Exercise details:
Copy out the part of the rows below that opens with the line containing "Practice. Indicate each instance of the deck step" and closes with the line containing "x=188, y=57", keeping both of those lines. Leave the pictures out of your copy.

Part of a data file:
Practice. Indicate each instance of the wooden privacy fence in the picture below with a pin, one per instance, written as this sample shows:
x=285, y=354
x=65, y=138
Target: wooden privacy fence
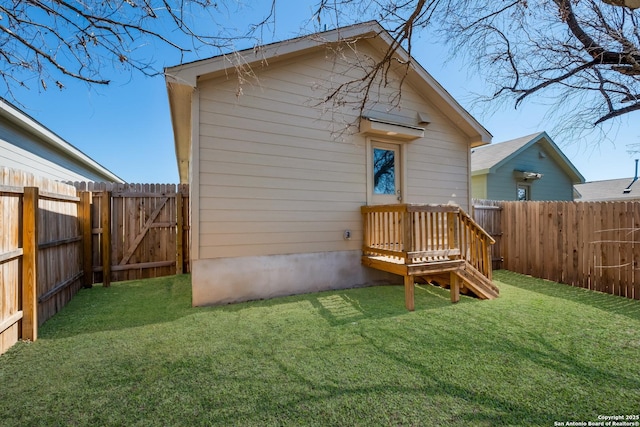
x=593, y=245
x=56, y=238
x=138, y=231
x=41, y=243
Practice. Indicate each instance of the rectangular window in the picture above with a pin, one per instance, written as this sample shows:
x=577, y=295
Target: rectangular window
x=384, y=171
x=384, y=181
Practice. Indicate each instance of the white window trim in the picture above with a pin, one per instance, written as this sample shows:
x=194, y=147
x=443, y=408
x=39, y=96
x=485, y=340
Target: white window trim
x=370, y=142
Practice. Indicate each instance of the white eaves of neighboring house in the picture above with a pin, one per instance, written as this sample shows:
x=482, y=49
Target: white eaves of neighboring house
x=183, y=79
x=27, y=145
x=621, y=189
x=489, y=158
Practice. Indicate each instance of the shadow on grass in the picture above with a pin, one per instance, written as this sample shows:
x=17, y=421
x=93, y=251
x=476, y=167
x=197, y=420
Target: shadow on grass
x=340, y=307
x=606, y=302
x=123, y=305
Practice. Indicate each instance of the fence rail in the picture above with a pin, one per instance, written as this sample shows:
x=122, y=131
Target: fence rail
x=57, y=238
x=593, y=245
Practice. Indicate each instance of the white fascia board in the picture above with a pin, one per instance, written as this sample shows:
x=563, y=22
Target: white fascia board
x=188, y=74
x=32, y=126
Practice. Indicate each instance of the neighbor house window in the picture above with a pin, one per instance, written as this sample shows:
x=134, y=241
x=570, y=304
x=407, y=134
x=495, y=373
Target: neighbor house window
x=523, y=192
x=384, y=171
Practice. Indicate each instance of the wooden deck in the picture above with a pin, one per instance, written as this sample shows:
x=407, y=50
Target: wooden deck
x=431, y=243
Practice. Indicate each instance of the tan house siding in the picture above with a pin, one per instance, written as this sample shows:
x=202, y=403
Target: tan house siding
x=274, y=179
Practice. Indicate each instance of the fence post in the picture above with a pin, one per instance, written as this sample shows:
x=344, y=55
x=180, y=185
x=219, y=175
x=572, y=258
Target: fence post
x=179, y=232
x=29, y=329
x=84, y=214
x=105, y=216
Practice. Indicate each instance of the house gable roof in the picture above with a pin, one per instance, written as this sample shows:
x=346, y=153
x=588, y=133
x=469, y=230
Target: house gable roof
x=20, y=119
x=488, y=159
x=183, y=79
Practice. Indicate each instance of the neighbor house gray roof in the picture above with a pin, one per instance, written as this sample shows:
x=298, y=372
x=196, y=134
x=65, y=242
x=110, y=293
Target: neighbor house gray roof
x=608, y=190
x=488, y=158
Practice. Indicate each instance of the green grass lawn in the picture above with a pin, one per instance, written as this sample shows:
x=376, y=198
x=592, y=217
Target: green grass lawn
x=137, y=354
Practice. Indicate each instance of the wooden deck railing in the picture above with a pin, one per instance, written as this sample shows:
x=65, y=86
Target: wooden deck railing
x=413, y=234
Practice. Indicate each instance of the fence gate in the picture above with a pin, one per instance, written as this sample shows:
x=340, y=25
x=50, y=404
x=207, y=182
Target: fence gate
x=138, y=231
x=488, y=214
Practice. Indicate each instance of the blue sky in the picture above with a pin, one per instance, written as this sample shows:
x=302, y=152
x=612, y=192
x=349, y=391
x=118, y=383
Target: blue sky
x=126, y=126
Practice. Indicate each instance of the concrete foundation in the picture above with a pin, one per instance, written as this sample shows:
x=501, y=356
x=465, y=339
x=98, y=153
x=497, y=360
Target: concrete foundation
x=227, y=280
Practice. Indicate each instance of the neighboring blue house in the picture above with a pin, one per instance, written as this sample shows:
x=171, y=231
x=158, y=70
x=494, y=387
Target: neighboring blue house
x=28, y=146
x=527, y=168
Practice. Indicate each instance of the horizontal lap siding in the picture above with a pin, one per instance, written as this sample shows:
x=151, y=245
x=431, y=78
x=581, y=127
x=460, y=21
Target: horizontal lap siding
x=273, y=180
x=276, y=175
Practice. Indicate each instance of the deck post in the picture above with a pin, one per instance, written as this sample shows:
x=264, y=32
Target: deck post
x=409, y=290
x=454, y=286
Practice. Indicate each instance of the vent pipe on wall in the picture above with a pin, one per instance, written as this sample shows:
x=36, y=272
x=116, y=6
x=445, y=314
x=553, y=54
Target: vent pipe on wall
x=635, y=178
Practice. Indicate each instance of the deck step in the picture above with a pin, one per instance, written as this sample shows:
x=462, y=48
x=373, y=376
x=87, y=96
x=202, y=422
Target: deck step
x=477, y=283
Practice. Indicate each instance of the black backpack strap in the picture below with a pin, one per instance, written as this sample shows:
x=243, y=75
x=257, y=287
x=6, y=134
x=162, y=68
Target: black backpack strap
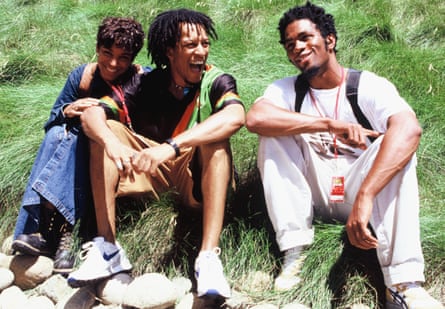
x=301, y=88
x=352, y=81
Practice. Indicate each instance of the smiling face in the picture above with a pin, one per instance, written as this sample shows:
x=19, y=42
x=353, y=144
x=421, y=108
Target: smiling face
x=306, y=48
x=113, y=62
x=188, y=57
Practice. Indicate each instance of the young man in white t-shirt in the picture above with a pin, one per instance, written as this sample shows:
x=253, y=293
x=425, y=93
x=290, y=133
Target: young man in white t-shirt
x=320, y=160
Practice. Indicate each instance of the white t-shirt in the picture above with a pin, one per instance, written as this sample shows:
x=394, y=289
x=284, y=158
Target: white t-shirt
x=377, y=98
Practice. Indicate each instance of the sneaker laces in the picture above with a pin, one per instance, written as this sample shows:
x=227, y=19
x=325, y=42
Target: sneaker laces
x=86, y=249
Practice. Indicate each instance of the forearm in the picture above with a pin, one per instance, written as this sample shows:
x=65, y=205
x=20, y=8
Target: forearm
x=219, y=126
x=398, y=146
x=266, y=119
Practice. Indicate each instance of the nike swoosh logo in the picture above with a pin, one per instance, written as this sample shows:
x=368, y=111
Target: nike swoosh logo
x=108, y=257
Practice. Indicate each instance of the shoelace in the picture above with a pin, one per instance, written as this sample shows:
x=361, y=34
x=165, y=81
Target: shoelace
x=66, y=241
x=83, y=254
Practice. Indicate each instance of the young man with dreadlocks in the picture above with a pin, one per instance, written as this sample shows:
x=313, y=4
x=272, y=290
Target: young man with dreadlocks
x=182, y=120
x=58, y=191
x=318, y=159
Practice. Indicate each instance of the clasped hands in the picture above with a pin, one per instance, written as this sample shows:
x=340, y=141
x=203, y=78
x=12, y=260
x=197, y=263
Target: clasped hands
x=147, y=160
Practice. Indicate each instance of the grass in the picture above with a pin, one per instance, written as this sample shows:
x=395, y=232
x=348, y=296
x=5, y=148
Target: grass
x=403, y=40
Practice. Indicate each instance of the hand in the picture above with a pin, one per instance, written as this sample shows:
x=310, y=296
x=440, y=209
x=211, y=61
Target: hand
x=76, y=108
x=357, y=225
x=149, y=159
x=122, y=156
x=352, y=134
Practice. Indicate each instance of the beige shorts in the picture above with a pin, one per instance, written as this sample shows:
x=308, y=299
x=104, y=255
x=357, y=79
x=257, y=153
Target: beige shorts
x=174, y=175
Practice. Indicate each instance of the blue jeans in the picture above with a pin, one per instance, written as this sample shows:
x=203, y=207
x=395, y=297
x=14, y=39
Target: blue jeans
x=60, y=175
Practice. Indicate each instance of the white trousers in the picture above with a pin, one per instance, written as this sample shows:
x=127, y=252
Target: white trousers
x=297, y=184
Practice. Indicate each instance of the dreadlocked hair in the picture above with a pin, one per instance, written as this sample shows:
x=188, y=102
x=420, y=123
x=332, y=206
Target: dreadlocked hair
x=324, y=22
x=124, y=33
x=165, y=32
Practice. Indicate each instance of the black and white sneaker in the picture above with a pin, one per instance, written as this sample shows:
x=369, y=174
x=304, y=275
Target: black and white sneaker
x=101, y=259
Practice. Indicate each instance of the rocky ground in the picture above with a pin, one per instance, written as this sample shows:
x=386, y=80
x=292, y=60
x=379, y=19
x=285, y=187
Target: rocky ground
x=29, y=282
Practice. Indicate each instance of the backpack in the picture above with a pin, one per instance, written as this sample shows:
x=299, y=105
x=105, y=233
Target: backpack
x=352, y=81
x=88, y=74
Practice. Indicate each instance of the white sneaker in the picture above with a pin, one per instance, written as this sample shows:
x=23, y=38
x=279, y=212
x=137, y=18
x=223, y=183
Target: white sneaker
x=288, y=277
x=209, y=275
x=410, y=296
x=102, y=259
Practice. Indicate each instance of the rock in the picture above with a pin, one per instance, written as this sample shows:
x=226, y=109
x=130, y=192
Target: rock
x=359, y=306
x=6, y=278
x=83, y=298
x=39, y=302
x=30, y=271
x=112, y=291
x=182, y=286
x=55, y=288
x=153, y=290
x=258, y=281
x=295, y=306
x=13, y=298
x=265, y=306
x=238, y=300
x=186, y=302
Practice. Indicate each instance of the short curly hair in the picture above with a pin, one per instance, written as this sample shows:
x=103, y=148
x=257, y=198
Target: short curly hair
x=123, y=32
x=165, y=32
x=323, y=21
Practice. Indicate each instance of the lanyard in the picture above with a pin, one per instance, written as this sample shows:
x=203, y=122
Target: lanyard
x=120, y=94
x=314, y=102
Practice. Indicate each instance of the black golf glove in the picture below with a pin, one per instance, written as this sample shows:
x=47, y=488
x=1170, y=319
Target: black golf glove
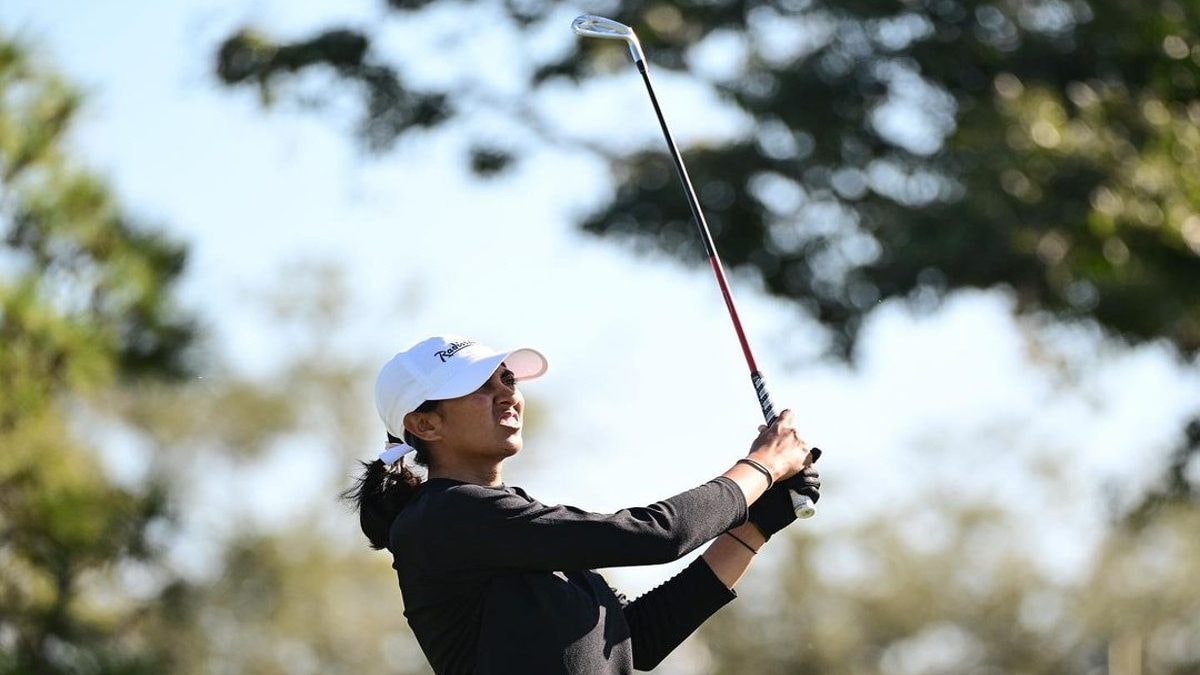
x=773, y=511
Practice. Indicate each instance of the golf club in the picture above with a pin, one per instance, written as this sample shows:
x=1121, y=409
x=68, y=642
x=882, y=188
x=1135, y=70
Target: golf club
x=598, y=27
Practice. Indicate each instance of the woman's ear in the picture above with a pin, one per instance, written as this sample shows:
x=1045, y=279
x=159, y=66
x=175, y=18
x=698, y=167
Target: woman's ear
x=425, y=425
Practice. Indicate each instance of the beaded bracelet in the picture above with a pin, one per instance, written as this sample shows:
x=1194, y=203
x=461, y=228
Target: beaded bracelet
x=760, y=467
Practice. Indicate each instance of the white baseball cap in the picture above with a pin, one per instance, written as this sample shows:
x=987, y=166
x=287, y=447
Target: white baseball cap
x=443, y=368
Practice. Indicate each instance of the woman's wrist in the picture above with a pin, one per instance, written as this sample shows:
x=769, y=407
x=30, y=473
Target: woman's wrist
x=749, y=536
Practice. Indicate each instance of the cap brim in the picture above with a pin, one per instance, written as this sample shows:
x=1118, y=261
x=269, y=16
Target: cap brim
x=525, y=364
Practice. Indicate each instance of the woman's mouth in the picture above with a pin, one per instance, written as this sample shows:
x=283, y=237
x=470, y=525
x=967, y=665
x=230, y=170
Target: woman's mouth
x=510, y=418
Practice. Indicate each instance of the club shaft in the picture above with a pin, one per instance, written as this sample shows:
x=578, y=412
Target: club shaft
x=801, y=503
x=697, y=216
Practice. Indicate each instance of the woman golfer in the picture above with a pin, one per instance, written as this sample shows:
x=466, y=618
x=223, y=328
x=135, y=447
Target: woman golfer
x=496, y=581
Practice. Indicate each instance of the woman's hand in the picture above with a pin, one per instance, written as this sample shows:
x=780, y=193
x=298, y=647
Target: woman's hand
x=780, y=448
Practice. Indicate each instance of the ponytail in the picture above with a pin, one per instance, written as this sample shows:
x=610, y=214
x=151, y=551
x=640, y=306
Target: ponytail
x=382, y=491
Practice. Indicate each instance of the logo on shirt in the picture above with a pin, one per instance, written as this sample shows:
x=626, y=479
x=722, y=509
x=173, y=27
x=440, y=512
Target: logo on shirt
x=453, y=348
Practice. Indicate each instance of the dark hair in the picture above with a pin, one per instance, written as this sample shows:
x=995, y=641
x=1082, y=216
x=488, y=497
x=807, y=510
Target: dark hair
x=382, y=491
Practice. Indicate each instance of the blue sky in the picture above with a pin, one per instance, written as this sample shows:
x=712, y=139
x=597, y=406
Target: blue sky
x=647, y=392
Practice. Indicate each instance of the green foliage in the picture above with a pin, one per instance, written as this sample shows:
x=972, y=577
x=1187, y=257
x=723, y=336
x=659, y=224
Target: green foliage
x=84, y=305
x=965, y=596
x=900, y=149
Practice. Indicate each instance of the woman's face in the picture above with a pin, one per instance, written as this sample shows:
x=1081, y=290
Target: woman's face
x=484, y=423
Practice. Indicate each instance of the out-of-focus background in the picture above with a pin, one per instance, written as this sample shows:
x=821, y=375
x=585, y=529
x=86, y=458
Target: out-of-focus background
x=964, y=236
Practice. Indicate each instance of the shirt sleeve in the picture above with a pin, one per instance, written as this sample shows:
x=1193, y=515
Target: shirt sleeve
x=474, y=527
x=665, y=616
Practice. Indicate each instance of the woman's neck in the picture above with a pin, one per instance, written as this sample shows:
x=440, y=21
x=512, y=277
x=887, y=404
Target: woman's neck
x=481, y=475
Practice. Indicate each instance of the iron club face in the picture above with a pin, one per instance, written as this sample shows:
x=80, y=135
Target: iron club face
x=591, y=25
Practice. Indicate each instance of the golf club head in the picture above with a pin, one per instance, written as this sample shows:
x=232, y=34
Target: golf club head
x=591, y=25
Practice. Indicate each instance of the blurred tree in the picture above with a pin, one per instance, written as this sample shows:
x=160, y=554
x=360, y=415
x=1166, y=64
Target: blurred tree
x=84, y=306
x=964, y=597
x=899, y=149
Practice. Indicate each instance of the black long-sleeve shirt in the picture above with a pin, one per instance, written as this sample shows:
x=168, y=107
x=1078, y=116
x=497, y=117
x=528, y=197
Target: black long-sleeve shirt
x=495, y=581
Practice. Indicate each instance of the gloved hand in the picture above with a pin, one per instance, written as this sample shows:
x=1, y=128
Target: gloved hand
x=773, y=511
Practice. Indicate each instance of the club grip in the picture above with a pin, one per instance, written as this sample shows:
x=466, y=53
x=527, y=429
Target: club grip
x=802, y=505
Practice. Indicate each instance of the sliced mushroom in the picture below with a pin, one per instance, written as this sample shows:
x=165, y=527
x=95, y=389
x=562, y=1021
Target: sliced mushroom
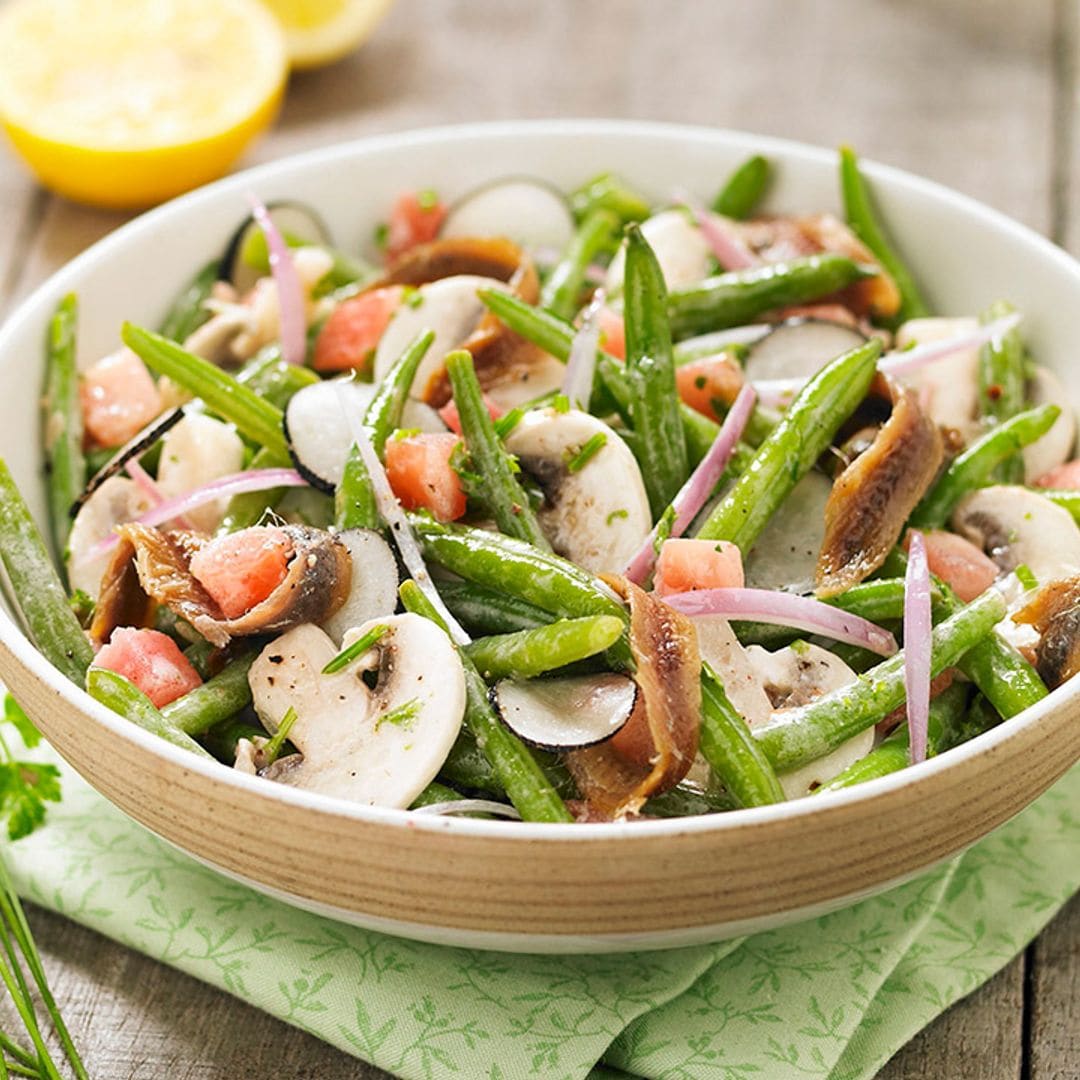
x=116, y=501
x=785, y=554
x=872, y=499
x=315, y=583
x=1055, y=447
x=795, y=676
x=598, y=514
x=1055, y=613
x=377, y=746
x=373, y=586
x=1015, y=526
x=193, y=453
x=682, y=251
x=948, y=388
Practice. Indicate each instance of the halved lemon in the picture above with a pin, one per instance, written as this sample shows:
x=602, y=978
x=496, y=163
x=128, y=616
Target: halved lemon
x=321, y=31
x=127, y=103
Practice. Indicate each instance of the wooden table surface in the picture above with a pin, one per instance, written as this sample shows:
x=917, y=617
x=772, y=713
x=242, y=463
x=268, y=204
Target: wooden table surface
x=979, y=94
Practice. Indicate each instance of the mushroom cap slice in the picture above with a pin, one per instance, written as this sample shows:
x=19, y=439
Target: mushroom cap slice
x=1055, y=447
x=794, y=676
x=598, y=515
x=381, y=746
x=1016, y=526
x=682, y=251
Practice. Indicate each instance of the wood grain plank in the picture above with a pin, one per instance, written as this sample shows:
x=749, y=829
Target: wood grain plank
x=1054, y=1020
x=961, y=92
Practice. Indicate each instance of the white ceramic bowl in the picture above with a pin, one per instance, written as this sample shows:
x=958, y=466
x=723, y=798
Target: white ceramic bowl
x=534, y=887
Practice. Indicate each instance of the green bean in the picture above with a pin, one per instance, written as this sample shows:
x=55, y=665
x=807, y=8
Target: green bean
x=793, y=447
x=130, y=702
x=1001, y=383
x=744, y=188
x=563, y=287
x=216, y=700
x=893, y=754
x=740, y=296
x=865, y=226
x=248, y=509
x=974, y=468
x=188, y=311
x=223, y=739
x=491, y=470
x=609, y=193
x=555, y=336
x=62, y=421
x=38, y=591
x=385, y=412
x=354, y=502
x=545, y=580
x=529, y=652
x=488, y=610
x=650, y=375
x=513, y=765
x=737, y=760
x=255, y=418
x=273, y=378
x=804, y=733
x=1067, y=500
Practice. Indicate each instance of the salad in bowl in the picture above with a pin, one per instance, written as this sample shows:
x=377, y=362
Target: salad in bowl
x=564, y=507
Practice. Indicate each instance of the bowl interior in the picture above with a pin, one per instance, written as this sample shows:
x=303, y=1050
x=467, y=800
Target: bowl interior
x=966, y=256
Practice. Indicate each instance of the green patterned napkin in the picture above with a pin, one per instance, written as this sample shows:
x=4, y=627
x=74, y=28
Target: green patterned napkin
x=833, y=998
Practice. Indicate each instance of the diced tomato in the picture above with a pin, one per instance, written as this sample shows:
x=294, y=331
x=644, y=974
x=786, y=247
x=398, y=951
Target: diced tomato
x=416, y=218
x=152, y=661
x=702, y=381
x=420, y=474
x=1066, y=475
x=351, y=334
x=612, y=333
x=453, y=420
x=119, y=397
x=242, y=569
x=685, y=565
x=958, y=563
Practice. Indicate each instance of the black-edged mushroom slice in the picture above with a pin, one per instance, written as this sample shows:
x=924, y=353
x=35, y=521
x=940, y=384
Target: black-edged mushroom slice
x=529, y=212
x=316, y=581
x=381, y=745
x=565, y=713
x=595, y=511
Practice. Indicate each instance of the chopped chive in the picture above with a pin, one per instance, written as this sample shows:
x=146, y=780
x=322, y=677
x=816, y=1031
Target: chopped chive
x=358, y=648
x=591, y=447
x=272, y=748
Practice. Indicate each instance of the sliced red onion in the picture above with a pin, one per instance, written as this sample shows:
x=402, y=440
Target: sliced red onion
x=917, y=631
x=397, y=523
x=294, y=323
x=581, y=363
x=786, y=609
x=700, y=484
x=224, y=487
x=910, y=360
x=149, y=487
x=453, y=807
x=728, y=247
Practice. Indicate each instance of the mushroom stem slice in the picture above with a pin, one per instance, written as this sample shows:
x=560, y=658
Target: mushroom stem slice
x=565, y=713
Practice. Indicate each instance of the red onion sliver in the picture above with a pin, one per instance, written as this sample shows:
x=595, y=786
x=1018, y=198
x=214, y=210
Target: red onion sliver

Solution for this task:
Practice. Indicate each instance of the deck step in the picture above with a pin, one per instance, written as this sample shows:
x=462, y=48
x=373, y=376
x=87, y=96
x=202, y=422
Target: deck step
x=477, y=283
Practice. Indicate each instance of the black backpack strap in the picture below with a pin, one per instance, written as this sample shows:
x=243, y=75
x=257, y=287
x=6, y=134
x=162, y=68
Target: black backpack strap
x=301, y=88
x=352, y=81
Practice. Indicate each instance of the smiling face in the picture above with a pin, one per instance, written as this sample shows:
x=19, y=42
x=353, y=144
x=421, y=108
Target: smiling face
x=306, y=48
x=113, y=62
x=188, y=57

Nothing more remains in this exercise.